- [Text shown]
*** Begin section ***

It’s 2019, Can We PLEASE Stop “Fridging” Women?
A few weeks ago, I gave a glowing review of Cold Blood Samurai #1, going so far as to call it “the best debut of 2019.” I thoroughly enjoyed it, so I was really looking forward to what came next for the anthropomorphic samurai epic.
Unfortunately, what came next was horribly disappointing.
In flashbacks meant to reveal the unnamed lead character’s motivation to help villagers fight off an evil ganglord named Gnarled Shell, the lead character’s girlfriend, Akio, commits suicide to avoid being raped.
Akio, notably the only female character to appear through two issues, was a prostitute who “belonged” to Gnarled Shell. On the day she was supposed to be rescued by Cold Blood Samauri‘s hero, she is offered to westerner “friends” of her owner. These westerners proceed to talk about the ways they plan to defile Akio, while arguing over who gets to “do her” first. She puts up a small fight, before stabbing herself to death. The hero arrives moments too late, and Akio dies in his arms.
Her death propels the “hero” into an ongoing conflict with Gnarled Shell. That’s the only reason Akio gets to exist at all. It’s the textbook definition of “fridging.”
It’s been 20 years since Gail Simone coined the term, “Women in Refrigerators,” to describe the death of a female character for the purpose of motivating a male protagonist. She compiled an alarmingly long list of female characters who had been murdered, raped, or injured to advance the story of a male protagonist. In doing so, she added fuel to an ongoing conversation about the treatment of women in comics that has impacted the comic industry, and storytelling, for the better.
At best, “fridging” is lazy writing that comics are better off without.
At worst, it sends a clear message that female characters are less important than the advancement of a male character. It’s toxic storytelling in a space that has never done a good job of welcoming female readers. It’s also harmful to an industry that struggles to find a large reader base among a demographic that constitutes half of the human population.
It’s 2019. There are literally adult comic fans who weren’t born when this was first called out as an issue. It’s fair to expect writers, artists, editors, and publishers to know better by now.
To be honest, I was really rooting for a new comic from an upstart publisher like Action Lab to be a breakout hit. It’s disappointing that the creators, editors, and publisher would allow the story to go down this path.
Comic fans should expect better. Comic creators should do better. It’s been long enough.

*** End section ***

- [Input data]
*** Begin section ***

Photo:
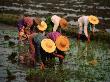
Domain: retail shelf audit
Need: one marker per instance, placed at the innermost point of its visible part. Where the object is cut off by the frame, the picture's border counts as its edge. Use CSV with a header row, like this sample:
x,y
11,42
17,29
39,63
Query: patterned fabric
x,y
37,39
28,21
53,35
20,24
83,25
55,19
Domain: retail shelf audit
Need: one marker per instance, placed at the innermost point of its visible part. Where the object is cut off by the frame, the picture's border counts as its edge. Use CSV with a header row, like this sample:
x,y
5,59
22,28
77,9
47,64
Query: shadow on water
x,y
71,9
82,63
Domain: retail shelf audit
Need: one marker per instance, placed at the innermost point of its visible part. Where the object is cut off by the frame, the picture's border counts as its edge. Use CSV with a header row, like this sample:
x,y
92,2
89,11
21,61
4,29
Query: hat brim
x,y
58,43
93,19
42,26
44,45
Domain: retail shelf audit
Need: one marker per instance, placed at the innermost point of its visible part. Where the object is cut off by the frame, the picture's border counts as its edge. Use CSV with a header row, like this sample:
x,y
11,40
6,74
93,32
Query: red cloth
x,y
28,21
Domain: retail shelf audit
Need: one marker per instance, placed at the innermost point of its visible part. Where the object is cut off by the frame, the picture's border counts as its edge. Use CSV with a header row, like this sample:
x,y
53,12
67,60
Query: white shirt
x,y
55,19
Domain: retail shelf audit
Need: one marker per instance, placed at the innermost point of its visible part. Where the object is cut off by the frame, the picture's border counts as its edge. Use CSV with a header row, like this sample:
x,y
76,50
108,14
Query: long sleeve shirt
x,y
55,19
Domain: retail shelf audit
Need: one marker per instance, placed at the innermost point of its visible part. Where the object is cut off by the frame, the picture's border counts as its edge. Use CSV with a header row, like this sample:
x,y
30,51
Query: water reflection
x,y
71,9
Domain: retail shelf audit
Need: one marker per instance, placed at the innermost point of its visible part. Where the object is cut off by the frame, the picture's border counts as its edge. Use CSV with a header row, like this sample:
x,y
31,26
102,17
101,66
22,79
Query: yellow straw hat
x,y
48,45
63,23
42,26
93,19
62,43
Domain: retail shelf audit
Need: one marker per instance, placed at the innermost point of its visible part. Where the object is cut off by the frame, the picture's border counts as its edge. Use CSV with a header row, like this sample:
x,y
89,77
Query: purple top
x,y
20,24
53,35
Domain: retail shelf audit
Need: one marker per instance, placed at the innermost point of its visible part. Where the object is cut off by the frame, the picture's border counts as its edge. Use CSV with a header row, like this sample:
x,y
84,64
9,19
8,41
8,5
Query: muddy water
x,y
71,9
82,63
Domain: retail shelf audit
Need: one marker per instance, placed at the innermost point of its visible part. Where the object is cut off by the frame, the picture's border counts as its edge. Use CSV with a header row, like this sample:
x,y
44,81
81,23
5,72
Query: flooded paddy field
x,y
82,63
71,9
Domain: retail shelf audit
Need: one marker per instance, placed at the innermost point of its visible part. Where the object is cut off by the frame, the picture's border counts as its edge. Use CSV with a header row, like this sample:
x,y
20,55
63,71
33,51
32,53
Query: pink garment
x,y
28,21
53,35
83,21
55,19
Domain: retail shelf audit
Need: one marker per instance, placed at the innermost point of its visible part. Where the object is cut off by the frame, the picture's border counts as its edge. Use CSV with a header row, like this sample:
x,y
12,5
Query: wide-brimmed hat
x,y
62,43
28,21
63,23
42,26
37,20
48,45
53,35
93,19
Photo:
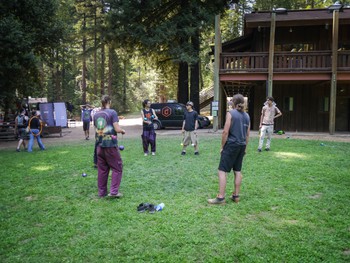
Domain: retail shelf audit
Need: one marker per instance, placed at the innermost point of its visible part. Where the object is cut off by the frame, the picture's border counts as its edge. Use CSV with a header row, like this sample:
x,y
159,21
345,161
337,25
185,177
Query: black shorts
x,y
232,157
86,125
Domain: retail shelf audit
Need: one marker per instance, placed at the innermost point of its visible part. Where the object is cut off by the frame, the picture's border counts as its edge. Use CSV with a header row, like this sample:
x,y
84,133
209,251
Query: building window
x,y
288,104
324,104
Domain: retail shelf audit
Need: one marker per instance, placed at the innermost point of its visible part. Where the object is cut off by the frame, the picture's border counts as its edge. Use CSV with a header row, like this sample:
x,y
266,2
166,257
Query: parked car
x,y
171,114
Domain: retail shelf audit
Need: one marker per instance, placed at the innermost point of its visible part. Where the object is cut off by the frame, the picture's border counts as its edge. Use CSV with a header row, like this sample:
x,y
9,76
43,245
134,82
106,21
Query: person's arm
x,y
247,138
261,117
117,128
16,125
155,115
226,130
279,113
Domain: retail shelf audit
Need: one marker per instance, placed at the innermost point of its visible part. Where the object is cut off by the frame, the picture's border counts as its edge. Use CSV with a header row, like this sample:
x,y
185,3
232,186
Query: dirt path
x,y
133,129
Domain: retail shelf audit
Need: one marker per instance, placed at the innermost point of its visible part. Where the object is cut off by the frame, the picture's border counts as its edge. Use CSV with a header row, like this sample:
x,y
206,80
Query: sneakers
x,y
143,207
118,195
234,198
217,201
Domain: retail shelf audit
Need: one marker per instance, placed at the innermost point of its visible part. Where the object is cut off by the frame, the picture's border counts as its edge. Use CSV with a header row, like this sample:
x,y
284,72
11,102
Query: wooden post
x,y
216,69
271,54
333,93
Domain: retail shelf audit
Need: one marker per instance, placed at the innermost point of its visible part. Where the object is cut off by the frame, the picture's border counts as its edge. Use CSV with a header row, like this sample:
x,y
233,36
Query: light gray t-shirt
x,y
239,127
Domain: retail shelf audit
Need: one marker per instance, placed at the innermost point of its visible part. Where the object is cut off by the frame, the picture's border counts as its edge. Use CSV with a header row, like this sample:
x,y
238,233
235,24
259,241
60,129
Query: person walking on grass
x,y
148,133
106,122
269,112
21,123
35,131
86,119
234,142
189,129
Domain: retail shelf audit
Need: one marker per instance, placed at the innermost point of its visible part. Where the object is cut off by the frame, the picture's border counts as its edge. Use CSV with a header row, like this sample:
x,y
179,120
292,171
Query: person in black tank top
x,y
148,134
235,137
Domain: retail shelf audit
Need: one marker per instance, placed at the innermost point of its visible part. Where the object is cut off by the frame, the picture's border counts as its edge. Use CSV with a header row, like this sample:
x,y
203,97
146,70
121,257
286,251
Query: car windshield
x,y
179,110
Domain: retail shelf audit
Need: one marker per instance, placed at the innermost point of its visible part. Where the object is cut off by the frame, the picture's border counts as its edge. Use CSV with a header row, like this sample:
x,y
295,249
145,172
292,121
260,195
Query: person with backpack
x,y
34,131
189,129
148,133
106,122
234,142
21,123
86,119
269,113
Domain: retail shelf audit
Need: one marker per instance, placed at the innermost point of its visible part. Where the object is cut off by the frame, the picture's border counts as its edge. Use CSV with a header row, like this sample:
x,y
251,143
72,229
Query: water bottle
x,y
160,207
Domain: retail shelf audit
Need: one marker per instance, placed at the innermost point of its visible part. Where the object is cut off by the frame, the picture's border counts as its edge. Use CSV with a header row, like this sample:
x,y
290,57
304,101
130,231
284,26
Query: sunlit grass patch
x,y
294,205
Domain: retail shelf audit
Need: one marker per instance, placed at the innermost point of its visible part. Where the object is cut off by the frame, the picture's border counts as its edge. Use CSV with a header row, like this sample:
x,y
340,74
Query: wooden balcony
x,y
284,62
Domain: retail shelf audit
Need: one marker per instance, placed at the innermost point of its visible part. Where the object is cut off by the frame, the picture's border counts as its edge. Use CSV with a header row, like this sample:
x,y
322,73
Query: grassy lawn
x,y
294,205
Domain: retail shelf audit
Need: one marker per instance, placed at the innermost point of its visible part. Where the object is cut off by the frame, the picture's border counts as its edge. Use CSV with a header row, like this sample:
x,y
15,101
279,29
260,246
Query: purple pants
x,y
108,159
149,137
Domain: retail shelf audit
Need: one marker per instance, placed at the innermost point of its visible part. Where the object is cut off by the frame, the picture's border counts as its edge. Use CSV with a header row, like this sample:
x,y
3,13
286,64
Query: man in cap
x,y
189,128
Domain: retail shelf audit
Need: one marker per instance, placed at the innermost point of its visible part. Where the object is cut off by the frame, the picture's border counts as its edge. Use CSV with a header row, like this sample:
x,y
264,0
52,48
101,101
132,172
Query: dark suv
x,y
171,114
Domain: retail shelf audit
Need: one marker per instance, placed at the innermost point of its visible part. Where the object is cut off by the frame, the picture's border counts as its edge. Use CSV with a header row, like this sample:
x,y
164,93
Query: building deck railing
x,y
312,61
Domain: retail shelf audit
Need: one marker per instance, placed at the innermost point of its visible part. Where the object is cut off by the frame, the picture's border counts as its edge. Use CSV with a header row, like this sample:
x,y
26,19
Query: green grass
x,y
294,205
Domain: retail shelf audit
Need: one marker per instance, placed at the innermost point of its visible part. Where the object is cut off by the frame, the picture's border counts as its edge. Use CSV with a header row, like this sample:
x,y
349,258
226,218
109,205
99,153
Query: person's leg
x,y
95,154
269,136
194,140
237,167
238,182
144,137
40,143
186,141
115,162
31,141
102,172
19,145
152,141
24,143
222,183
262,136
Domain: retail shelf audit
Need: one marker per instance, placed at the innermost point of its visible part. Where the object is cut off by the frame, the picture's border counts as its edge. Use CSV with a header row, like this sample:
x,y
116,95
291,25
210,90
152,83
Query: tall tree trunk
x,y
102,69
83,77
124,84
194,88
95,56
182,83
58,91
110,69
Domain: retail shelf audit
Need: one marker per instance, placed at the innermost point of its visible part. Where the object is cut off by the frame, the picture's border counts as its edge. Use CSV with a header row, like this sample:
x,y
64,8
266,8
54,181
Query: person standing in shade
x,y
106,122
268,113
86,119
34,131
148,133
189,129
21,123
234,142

*** End section ***

- [Task instructions] Please reproduce the fridging article between "At worst, it" and "been long enough.", inclusive, swapping "upstart publisher" for "small publisher".

- [Completed exercise]
At worst, it sends a clear message that female characters are less important than the advancement of a male character. It’s toxic storytelling in a space that has never done a good job of welcoming female readers. It’s also harmful to an industry that struggles to find a large reader base among a demographic that constitutes half of the human population.
It’s 2019. There are literally adult comic fans who weren’t born when this was first called out as an issue. It’s fair to expect writers, artists, editors, and publishers to know better by now.
To be honest, I was really rooting for a new comic from an small publisher like Action Lab to be a breakout hit. It’s disappointing that the creators, editors, and publisher would allow the story to go down this path.
Comic fans should expect better. Comic creators should do better. It’s been long enough.